Update the rows from the line with "The client would like the bounding box of every red" up to and including the line with "[278,65,389,272]", replacing "scarf" with "shawl" and leaving everything else unchanged. Give back only those rows.

=== Stored rows ===

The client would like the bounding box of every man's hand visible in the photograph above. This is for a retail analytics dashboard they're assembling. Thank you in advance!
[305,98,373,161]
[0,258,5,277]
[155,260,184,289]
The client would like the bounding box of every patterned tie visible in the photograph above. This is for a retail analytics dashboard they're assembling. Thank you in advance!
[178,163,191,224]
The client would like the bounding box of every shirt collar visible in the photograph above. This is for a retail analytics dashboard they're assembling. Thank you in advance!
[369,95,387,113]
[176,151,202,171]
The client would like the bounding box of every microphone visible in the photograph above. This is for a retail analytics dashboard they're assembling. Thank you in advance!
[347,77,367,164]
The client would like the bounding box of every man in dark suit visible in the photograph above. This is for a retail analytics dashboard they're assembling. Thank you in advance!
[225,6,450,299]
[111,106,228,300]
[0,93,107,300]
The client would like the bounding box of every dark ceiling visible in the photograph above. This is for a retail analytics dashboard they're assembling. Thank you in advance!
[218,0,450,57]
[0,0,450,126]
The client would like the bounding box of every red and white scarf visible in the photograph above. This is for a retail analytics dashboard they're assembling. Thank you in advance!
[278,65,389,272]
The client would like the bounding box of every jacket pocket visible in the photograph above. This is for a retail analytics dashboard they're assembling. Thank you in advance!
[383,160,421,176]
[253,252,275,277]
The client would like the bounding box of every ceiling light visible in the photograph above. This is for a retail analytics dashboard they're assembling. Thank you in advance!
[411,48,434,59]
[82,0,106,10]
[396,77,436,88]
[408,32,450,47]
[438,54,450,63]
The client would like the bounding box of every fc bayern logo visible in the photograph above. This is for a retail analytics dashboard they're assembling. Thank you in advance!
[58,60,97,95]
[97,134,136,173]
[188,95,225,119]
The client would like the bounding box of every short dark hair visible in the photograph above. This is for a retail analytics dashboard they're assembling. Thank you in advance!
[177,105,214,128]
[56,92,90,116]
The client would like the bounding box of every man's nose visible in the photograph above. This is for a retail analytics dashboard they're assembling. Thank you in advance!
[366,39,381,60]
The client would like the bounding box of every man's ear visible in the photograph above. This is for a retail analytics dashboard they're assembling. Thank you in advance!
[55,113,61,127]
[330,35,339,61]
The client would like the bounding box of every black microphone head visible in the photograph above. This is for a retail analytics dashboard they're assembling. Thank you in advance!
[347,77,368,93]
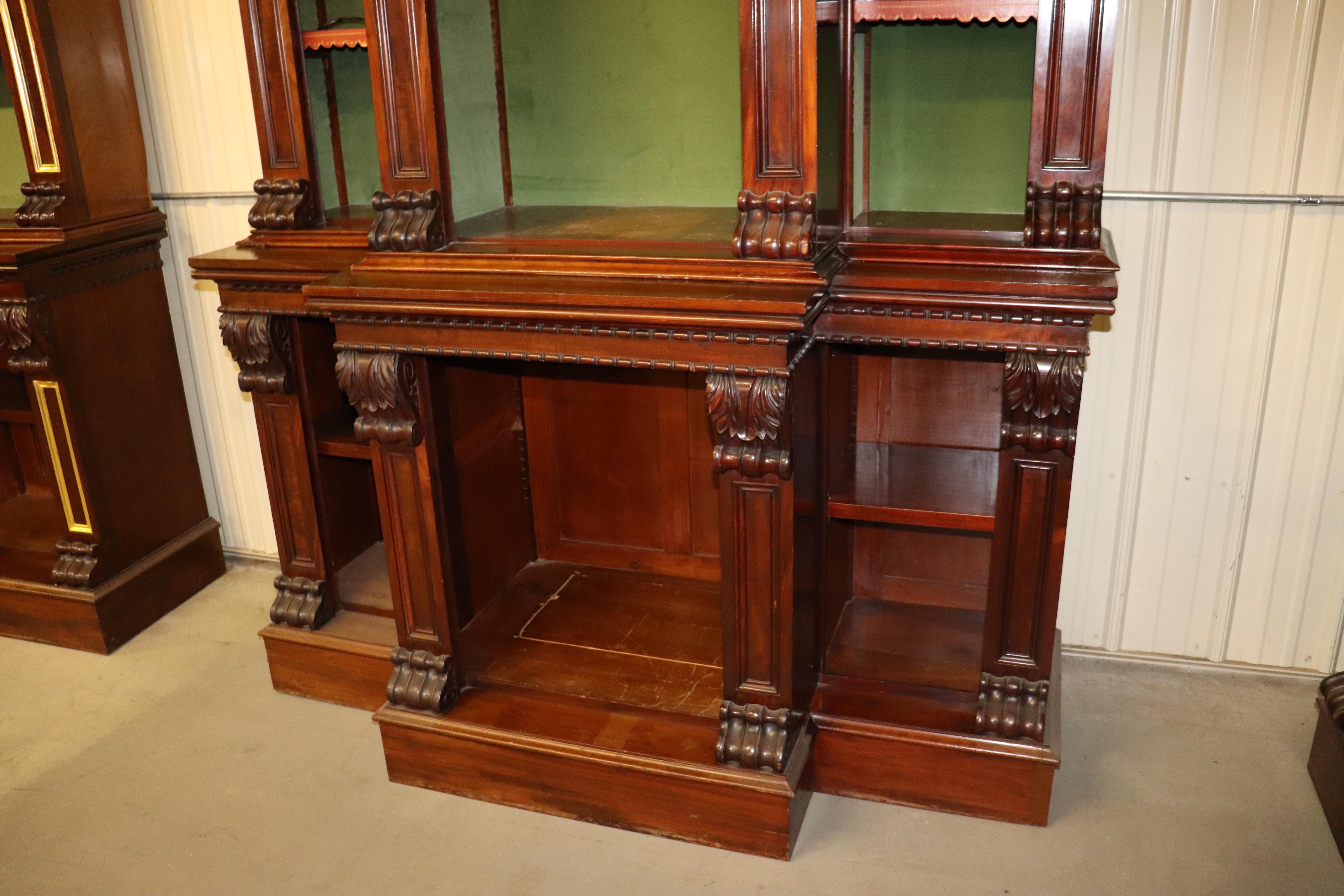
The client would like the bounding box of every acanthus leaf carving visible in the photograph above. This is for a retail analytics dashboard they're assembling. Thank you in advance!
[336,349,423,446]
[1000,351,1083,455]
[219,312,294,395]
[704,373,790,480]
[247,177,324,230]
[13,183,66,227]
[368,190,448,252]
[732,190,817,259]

===
=== Stored rows ===

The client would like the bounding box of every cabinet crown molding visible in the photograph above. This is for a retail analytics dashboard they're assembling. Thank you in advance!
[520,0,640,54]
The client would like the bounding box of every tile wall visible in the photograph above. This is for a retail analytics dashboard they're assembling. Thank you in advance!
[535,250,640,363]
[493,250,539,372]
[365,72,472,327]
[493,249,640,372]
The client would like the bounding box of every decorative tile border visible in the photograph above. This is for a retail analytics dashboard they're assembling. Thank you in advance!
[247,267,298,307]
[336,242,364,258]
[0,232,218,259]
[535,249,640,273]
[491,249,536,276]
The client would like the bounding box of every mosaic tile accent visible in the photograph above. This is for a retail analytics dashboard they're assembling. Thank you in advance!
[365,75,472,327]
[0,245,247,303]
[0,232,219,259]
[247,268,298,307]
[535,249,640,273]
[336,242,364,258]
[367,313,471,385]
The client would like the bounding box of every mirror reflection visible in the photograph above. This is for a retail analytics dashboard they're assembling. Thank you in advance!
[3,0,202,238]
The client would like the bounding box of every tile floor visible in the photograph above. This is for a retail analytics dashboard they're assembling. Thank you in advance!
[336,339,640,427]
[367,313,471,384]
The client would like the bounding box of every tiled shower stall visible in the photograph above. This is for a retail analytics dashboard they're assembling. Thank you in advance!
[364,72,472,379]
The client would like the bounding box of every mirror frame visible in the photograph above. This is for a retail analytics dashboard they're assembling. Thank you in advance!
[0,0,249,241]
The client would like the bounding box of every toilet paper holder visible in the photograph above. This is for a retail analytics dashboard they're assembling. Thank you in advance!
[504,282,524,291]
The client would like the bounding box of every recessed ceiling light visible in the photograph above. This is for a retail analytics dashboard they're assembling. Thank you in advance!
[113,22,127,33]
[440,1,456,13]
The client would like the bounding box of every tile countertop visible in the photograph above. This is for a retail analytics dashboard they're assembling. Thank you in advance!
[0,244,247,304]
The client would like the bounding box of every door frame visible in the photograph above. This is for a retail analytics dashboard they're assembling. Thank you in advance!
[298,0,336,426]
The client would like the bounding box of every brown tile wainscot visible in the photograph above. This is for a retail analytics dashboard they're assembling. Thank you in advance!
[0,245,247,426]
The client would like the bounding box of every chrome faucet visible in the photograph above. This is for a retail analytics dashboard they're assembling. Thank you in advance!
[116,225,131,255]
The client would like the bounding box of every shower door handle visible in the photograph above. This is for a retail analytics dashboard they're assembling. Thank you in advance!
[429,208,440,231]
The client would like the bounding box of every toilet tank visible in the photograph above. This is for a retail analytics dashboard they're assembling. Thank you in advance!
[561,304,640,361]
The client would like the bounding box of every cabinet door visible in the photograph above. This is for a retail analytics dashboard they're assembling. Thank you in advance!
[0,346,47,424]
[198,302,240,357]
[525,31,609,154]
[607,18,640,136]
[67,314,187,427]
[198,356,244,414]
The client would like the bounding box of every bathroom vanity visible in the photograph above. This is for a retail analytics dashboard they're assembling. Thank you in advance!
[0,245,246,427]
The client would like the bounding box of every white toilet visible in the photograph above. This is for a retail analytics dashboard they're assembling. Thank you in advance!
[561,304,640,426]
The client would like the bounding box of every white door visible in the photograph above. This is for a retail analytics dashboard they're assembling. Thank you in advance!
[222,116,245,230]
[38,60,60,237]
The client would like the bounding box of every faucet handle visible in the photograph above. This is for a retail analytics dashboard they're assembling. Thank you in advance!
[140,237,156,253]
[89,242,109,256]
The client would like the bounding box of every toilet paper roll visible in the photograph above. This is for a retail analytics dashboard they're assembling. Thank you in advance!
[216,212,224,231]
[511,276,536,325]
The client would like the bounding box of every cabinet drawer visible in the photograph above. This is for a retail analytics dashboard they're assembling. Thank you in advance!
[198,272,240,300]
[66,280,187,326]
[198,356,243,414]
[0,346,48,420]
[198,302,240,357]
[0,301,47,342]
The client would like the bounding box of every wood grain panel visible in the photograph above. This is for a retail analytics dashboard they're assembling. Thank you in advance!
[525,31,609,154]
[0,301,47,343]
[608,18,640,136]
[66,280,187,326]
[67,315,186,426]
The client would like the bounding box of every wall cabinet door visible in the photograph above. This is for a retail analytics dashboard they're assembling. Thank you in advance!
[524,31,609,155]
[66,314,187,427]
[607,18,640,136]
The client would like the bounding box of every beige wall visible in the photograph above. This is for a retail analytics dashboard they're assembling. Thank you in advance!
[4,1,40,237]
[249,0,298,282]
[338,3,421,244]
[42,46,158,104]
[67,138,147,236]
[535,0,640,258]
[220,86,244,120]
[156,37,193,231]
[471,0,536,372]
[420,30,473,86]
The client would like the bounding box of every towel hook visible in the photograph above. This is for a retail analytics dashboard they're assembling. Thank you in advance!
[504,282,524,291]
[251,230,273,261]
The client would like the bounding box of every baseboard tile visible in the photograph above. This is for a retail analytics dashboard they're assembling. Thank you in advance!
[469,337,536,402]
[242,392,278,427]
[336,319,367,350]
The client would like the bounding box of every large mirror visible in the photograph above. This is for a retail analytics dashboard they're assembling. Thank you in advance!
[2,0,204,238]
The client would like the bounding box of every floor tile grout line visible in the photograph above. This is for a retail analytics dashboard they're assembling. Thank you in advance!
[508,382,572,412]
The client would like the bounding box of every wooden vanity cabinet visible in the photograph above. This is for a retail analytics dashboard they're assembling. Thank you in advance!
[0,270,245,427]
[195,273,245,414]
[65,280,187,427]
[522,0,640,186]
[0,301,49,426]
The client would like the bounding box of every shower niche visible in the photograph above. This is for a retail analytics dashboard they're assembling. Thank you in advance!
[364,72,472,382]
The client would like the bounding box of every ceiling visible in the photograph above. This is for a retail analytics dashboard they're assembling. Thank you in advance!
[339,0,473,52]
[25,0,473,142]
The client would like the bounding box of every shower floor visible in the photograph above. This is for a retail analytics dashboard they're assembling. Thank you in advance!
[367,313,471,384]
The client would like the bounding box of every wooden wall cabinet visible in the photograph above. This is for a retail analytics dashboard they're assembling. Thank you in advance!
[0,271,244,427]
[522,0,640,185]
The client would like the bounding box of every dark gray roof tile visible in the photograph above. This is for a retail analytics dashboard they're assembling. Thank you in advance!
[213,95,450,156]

===

Solution ▸
The client would like the bounding box of every red and white shawl visible in the photograph above. This is for a retail analytics dashboard they're assembling. Thank you in advance!
[278,65,389,272]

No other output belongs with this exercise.